PAGE EXTRACT:
────

William Snyder v. Bernard Bettman

Decision Date01 June 1903
Docket NumberNo. 230,230
Citation47 L.Ed. 1035,190 U.S. 249,23 S.Ct. 803
PartiesWILLIAM L. SNYDER, Executor, Plff. in Err. , v. BERNARD BETTMAN, Collector
CourtU.S. Supreme Court

This was an action brought by the executor of David L. Snyder against the collector of internal revenue to recover $22,000, succession tax upon a legacy of $220,000 bequeathed to the city of Springfield, Ohio, in trust to expend the income in the maintenance, improvement, and beautifying of a public park of the city, known as Snyder park, including any extension thereof which said city might acquire. Such tax having been paid under protest, this action was brought to secure a refunding of the same.

A demurrer to the petition having been sustained by the circuit court, and final judgment entered, the case was brought here by writ of error.

Mr. J. E. Bowman, for plaintiff in error.

Assistant Attorney General Beck for defendant in error.

Mr. Justice Brown delivered the opinion of the court:

This case involves the single question whether it is within the power of the Federal government, and within the spirit of the act of Congress of June 13, 1898 (30 Stat. at L. 448, chap. 448 U. S. Comp. Stat. 1901, p. 2286), to impose a succession tax upon a bequest to a municipal corporation of a state for a corporate and public purpose.

────

DATA BLOCK:
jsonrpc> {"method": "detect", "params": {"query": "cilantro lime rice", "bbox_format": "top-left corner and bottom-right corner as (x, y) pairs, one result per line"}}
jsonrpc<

────

EXERCISE DESCRIPTION:
Carry on the Supreme Court opinion in Snyder v. Bettman, writing the text that follows its statement of the single question the case involves.

REPLY:
The case is, to a certain extent, the converse of those of the United States v. Perkins, 163 U. S. 625, 41 L. ed. 287, 16 Sup. Ct. Rep. 1073, and Plummer v. Coler, 178 U. S. 115, 44 L. ed. 998, 20 Sup. Ct. Rep. 774. In the first of these we held it to be within the competency of the state of New York to impose a similar tax upon a bequest to the Federal government, incidentally deciding that the inheritance tax of the state was 'in reality a limitation upon the power of a testator to bequeath his property to whom he pleases, a declaration that, in the exercise of that power, he shall contribute a certain percentage to the public use;' and (2) that the tax was not a tax upon the property itself, but upon its transmission by will or descent. In Plummer v. Coler we held the incidental fact that the property bequeathed is composed in whole or in part of Federal securities did not invalidate the state tax or the law under which it was imposed, although it was accepted as undeniable that the state could not, in the exercise of the power of taxation, tax obligations of the United States, and, correlatively, that bonds issued by a state, or under its authority by its municipal bodies, were not taxable by the United States.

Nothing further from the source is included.